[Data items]
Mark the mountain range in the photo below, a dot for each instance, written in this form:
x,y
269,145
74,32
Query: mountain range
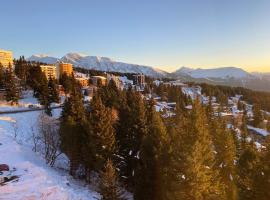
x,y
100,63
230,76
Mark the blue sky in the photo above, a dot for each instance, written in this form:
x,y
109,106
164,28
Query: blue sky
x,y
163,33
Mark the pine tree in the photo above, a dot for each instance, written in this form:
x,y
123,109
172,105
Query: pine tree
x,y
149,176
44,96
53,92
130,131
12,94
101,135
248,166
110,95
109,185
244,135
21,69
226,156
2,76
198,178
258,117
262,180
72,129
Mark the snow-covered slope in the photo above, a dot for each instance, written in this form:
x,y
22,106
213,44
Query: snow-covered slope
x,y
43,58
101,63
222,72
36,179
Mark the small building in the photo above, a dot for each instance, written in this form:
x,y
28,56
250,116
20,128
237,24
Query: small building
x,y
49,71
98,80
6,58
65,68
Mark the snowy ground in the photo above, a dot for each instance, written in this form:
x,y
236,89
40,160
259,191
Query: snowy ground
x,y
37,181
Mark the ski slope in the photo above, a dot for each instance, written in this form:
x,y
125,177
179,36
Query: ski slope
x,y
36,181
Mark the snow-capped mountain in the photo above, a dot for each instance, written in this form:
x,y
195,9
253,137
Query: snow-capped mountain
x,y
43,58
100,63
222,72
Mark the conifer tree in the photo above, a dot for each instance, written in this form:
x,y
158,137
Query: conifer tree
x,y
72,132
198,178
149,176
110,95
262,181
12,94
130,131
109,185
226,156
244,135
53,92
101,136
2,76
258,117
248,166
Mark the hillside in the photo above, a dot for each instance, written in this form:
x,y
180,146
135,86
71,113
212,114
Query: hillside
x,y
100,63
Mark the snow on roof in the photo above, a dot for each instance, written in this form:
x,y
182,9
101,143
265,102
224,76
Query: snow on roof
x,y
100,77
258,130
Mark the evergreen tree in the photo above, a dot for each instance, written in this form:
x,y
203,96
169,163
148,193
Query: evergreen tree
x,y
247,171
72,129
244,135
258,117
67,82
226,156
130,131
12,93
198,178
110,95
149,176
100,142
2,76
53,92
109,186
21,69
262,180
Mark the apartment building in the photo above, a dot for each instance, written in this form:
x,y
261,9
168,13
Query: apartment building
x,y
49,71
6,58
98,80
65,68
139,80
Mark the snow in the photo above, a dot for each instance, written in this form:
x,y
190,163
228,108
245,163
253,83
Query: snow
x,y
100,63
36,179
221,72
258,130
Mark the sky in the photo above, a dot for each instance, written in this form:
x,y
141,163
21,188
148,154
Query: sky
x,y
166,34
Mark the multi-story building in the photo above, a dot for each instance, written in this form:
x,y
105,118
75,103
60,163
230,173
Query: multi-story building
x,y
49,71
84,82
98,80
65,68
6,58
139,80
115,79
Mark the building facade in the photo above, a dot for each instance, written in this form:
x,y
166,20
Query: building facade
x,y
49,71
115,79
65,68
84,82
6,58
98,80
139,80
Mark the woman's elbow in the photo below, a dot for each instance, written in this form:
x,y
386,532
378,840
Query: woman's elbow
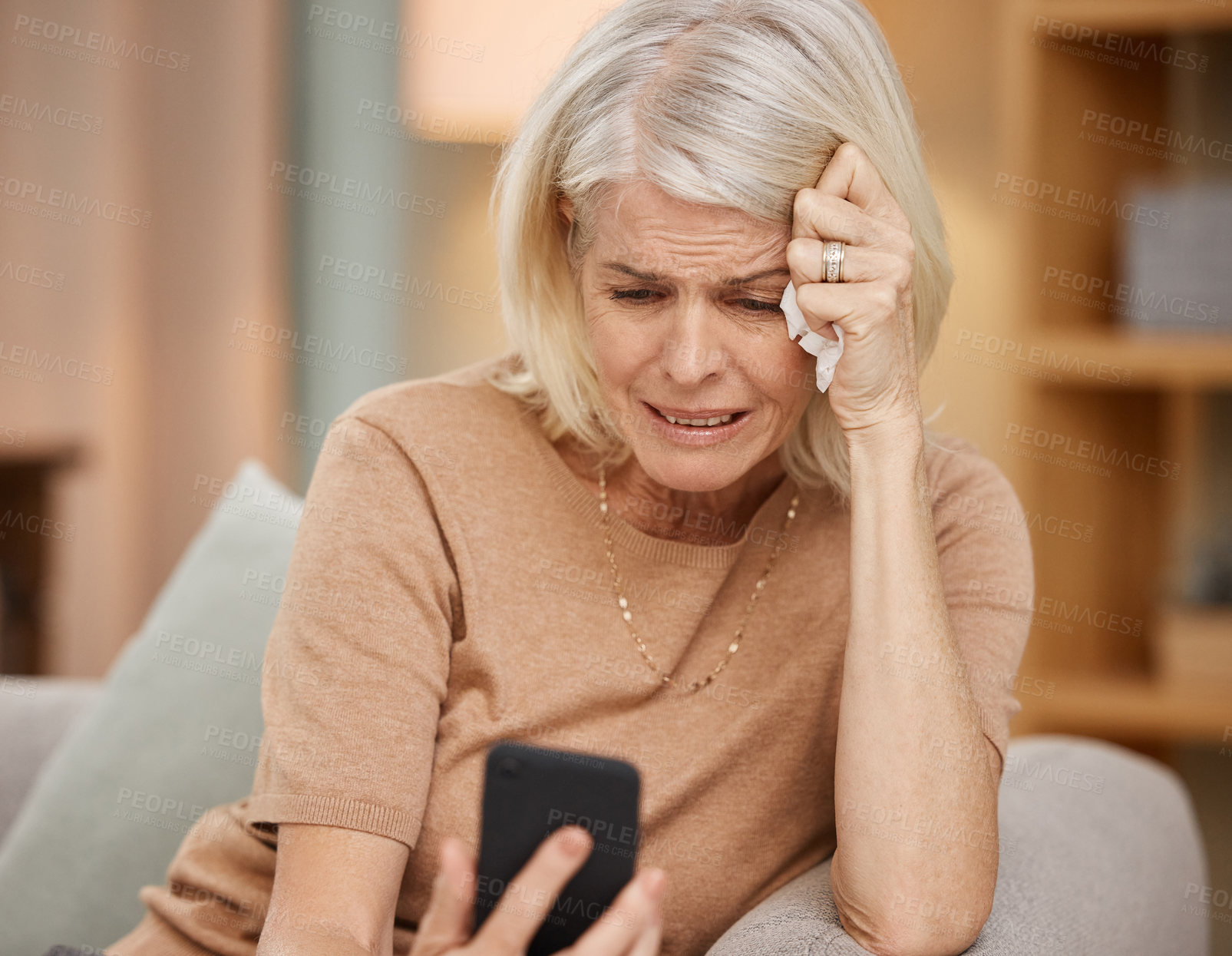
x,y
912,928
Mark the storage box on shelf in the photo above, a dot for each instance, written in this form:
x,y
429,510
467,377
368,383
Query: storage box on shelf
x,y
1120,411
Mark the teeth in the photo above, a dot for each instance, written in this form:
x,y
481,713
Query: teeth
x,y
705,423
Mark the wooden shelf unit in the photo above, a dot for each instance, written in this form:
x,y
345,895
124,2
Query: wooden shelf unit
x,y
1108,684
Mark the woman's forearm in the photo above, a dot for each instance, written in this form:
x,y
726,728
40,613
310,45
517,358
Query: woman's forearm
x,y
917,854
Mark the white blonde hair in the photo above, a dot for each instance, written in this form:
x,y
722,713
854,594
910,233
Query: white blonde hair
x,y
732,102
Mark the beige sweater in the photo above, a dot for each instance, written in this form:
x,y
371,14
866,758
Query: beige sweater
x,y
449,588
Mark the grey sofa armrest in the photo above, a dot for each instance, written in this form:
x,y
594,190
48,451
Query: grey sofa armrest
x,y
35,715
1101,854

...

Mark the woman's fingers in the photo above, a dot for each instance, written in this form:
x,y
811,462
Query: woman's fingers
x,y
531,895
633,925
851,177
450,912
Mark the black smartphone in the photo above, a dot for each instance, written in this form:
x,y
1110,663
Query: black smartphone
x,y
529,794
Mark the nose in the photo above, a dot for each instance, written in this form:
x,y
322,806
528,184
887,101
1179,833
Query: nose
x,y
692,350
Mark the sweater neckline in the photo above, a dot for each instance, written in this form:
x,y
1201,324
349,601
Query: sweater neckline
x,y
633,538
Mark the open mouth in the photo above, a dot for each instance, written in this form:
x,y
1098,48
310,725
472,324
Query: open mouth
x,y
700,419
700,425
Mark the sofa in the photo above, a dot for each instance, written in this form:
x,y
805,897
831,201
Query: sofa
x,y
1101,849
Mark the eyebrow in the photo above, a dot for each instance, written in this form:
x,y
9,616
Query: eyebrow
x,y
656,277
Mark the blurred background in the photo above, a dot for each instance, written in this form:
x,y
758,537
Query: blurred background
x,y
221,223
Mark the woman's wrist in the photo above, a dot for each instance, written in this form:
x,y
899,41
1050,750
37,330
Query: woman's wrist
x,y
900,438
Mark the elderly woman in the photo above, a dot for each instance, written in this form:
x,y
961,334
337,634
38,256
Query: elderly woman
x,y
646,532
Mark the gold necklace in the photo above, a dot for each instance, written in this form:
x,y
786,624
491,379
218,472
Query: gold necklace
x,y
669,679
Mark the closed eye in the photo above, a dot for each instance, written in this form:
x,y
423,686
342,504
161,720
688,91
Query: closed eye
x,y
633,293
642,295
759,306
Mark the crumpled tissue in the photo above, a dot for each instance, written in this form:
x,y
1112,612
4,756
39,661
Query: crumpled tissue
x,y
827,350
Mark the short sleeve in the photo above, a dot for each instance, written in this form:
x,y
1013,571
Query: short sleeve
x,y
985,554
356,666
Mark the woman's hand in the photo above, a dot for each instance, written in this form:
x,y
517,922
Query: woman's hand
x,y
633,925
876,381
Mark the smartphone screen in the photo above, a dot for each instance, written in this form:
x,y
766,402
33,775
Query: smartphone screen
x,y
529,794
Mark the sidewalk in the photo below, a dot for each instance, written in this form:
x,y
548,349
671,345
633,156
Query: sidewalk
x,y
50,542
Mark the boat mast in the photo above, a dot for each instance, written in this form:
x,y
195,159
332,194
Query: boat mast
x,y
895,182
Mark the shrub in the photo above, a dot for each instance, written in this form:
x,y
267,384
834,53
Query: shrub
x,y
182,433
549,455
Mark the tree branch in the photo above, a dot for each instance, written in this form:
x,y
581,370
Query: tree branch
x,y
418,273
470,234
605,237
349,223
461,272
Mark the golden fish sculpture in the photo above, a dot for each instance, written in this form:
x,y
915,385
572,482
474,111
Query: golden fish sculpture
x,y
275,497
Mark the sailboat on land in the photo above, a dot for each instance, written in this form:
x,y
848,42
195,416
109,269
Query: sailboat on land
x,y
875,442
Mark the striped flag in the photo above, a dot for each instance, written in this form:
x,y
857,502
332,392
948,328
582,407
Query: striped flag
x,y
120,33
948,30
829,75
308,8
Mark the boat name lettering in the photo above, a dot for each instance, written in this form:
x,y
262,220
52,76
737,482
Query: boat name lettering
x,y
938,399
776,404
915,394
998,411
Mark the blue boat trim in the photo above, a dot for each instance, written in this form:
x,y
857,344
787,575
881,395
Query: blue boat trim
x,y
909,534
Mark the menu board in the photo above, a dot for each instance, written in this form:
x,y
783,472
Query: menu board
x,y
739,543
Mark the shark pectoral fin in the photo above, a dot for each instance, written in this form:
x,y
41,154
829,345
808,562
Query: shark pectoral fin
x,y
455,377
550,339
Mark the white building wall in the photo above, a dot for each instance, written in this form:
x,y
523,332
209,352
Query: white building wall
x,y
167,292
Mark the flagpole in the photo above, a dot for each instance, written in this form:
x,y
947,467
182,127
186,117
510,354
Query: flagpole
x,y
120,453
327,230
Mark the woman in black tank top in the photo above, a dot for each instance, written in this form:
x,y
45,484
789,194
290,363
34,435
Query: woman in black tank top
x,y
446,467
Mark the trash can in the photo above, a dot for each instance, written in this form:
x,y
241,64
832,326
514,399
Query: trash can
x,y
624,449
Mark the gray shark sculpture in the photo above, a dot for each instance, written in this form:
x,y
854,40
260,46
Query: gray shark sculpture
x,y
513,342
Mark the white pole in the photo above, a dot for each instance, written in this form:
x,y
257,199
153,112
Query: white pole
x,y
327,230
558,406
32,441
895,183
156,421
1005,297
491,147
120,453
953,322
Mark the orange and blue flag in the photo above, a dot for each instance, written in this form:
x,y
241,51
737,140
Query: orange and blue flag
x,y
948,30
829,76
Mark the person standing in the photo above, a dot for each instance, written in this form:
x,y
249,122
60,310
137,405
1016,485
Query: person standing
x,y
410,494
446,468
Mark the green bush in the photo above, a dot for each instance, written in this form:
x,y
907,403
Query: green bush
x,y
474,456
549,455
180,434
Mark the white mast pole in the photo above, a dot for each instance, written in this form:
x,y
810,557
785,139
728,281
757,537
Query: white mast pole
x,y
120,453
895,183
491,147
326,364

---

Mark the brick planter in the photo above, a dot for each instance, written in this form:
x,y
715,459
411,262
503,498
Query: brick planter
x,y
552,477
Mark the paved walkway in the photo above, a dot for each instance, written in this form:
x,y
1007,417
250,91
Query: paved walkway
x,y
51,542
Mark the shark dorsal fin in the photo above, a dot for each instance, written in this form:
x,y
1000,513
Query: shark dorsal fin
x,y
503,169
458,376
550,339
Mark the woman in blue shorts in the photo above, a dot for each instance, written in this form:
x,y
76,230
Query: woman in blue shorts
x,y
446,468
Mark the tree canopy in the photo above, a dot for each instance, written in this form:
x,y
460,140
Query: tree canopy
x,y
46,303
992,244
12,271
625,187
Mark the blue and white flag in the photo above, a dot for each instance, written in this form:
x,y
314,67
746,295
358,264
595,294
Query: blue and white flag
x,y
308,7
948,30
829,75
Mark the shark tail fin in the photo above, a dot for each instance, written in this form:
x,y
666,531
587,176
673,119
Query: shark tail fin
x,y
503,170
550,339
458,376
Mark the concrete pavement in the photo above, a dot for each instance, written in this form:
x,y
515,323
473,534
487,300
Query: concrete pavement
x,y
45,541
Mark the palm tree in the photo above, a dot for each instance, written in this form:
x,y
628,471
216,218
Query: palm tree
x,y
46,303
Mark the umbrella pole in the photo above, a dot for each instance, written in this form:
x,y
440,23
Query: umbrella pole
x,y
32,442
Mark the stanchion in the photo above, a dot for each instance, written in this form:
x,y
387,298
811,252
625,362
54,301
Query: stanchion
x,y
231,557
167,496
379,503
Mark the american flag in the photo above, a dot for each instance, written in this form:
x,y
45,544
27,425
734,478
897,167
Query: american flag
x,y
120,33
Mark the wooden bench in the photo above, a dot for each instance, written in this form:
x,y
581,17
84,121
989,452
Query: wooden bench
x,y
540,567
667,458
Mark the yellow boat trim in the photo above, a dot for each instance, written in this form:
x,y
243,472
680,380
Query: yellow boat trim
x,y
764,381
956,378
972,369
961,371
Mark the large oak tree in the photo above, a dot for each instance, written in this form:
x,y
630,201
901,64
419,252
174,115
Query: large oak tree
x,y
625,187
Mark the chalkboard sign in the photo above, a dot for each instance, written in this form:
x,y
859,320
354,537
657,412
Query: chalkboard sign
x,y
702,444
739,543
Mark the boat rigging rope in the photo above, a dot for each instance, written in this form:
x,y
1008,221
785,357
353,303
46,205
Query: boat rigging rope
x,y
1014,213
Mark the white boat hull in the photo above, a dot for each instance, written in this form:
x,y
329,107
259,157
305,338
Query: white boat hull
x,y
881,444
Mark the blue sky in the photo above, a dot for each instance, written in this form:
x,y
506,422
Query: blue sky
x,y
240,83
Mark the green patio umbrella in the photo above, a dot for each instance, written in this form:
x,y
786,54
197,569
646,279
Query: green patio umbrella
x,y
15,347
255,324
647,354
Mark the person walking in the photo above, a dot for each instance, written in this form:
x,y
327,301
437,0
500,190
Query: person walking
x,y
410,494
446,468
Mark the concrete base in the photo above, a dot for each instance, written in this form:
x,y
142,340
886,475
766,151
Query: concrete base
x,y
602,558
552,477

What to do: Select every line in the records above that contains the string "storage" and copy those lines.

Result:
Mark the storage box on shelf in the photo above, a dot for each instance, written in this form:
Query: storage box on shelf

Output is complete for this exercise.